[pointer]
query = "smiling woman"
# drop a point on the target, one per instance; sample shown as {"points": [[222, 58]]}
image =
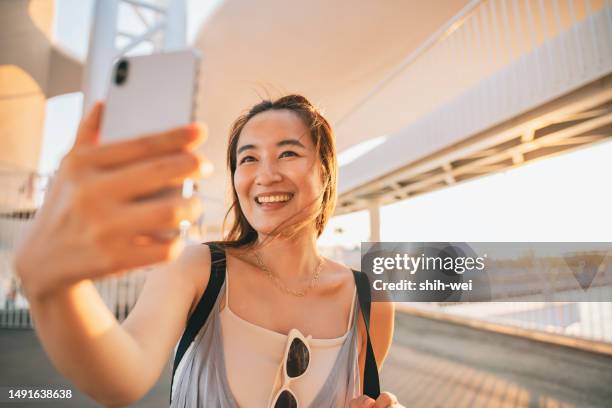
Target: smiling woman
{"points": [[292, 329], [282, 160], [286, 138]]}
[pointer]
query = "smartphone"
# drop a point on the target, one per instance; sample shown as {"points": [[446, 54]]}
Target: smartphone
{"points": [[152, 93]]}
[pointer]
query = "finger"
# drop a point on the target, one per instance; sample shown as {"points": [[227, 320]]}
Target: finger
{"points": [[141, 255], [145, 147], [89, 128], [362, 401], [150, 176], [385, 400], [154, 216]]}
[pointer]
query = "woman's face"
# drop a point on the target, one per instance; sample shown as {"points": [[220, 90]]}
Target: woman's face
{"points": [[277, 170]]}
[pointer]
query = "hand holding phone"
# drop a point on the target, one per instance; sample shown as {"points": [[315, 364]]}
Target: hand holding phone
{"points": [[152, 93], [91, 224]]}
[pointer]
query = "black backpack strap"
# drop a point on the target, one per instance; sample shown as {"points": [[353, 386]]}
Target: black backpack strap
{"points": [[371, 382], [204, 307]]}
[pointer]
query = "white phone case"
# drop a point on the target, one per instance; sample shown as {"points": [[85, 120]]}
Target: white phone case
{"points": [[158, 93]]}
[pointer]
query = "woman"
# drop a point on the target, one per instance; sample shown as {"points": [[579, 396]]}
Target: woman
{"points": [[276, 287]]}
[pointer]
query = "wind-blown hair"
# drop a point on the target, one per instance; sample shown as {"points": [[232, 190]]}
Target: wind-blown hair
{"points": [[241, 234]]}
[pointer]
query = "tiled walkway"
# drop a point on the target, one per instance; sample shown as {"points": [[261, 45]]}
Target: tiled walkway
{"points": [[431, 364]]}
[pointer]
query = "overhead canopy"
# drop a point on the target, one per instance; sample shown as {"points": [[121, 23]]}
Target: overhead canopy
{"points": [[333, 53]]}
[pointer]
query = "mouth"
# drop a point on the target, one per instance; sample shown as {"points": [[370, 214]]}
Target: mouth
{"points": [[273, 201]]}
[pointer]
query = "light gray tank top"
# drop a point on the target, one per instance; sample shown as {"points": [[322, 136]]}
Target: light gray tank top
{"points": [[200, 379]]}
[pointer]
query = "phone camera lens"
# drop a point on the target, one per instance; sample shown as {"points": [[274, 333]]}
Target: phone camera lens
{"points": [[121, 72]]}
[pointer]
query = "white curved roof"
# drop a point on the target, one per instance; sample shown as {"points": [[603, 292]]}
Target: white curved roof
{"points": [[331, 52]]}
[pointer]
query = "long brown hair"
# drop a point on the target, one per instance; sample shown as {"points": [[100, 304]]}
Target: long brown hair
{"points": [[241, 233]]}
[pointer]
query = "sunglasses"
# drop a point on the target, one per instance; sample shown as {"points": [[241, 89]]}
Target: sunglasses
{"points": [[295, 364]]}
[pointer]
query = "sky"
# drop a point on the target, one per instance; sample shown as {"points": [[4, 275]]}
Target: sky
{"points": [[565, 198]]}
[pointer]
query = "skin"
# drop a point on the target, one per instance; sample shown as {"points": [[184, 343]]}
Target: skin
{"points": [[266, 165], [91, 226]]}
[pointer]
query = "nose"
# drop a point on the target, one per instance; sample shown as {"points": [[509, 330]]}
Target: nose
{"points": [[268, 173]]}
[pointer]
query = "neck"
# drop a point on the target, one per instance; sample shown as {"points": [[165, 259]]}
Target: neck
{"points": [[291, 259]]}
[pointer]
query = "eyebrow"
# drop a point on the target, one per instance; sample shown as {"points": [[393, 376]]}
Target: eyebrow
{"points": [[286, 142]]}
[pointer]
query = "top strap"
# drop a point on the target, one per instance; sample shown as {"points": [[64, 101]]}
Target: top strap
{"points": [[204, 307], [371, 382]]}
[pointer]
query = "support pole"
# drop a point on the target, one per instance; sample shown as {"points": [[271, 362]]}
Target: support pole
{"points": [[374, 210]]}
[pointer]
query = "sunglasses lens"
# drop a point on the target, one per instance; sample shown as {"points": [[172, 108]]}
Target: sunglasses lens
{"points": [[286, 400], [298, 358]]}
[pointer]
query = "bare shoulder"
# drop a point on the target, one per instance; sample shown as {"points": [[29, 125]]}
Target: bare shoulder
{"points": [[339, 277], [195, 263]]}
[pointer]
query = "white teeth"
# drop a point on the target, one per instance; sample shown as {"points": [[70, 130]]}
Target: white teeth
{"points": [[274, 198]]}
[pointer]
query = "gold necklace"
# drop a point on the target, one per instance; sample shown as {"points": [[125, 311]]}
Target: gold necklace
{"points": [[281, 285]]}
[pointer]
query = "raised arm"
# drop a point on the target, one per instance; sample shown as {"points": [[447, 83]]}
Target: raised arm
{"points": [[92, 225]]}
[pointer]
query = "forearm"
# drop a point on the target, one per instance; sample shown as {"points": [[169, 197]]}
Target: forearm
{"points": [[88, 345]]}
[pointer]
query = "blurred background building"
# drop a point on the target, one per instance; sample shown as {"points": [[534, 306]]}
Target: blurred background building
{"points": [[455, 120]]}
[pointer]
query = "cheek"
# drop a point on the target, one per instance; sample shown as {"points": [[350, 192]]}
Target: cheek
{"points": [[241, 183]]}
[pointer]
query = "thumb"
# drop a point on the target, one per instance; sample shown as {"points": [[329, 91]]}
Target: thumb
{"points": [[363, 401], [89, 128]]}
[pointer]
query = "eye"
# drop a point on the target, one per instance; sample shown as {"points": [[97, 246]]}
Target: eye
{"points": [[244, 159], [289, 152]]}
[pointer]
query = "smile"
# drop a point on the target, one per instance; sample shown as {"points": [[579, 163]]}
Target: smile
{"points": [[273, 200]]}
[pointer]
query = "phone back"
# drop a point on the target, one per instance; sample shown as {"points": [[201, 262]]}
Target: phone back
{"points": [[150, 93]]}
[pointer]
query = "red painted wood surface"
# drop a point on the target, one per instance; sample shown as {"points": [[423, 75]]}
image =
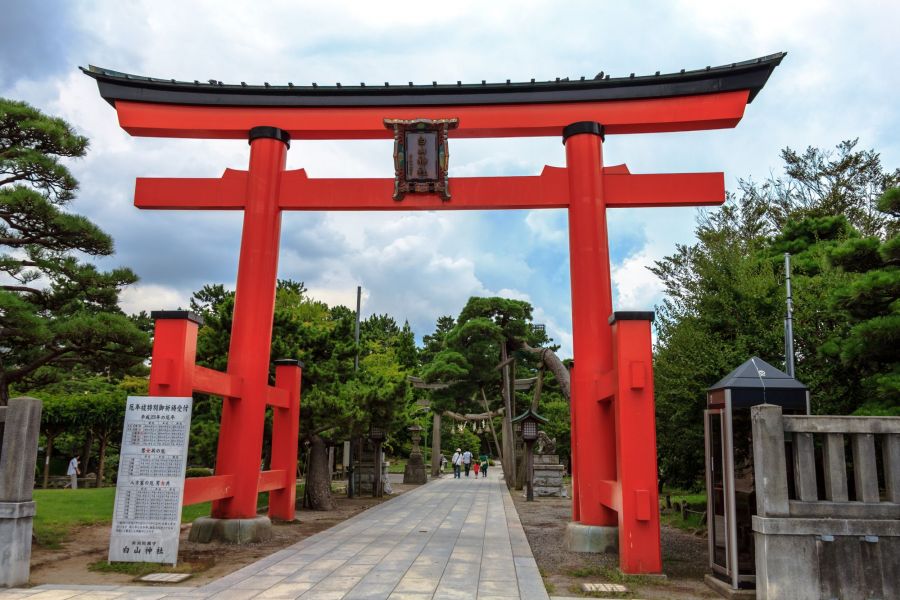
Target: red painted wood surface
{"points": [[550, 189], [205, 489], [241, 431], [271, 480], [635, 422], [593, 429]]}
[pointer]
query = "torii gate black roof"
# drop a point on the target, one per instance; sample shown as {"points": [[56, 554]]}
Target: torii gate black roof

◇ ◇ ◇

Whenever a line above includes the string "gate", copy it.

Exercise response:
query = "torii gate black roof"
Target: torii gate black roof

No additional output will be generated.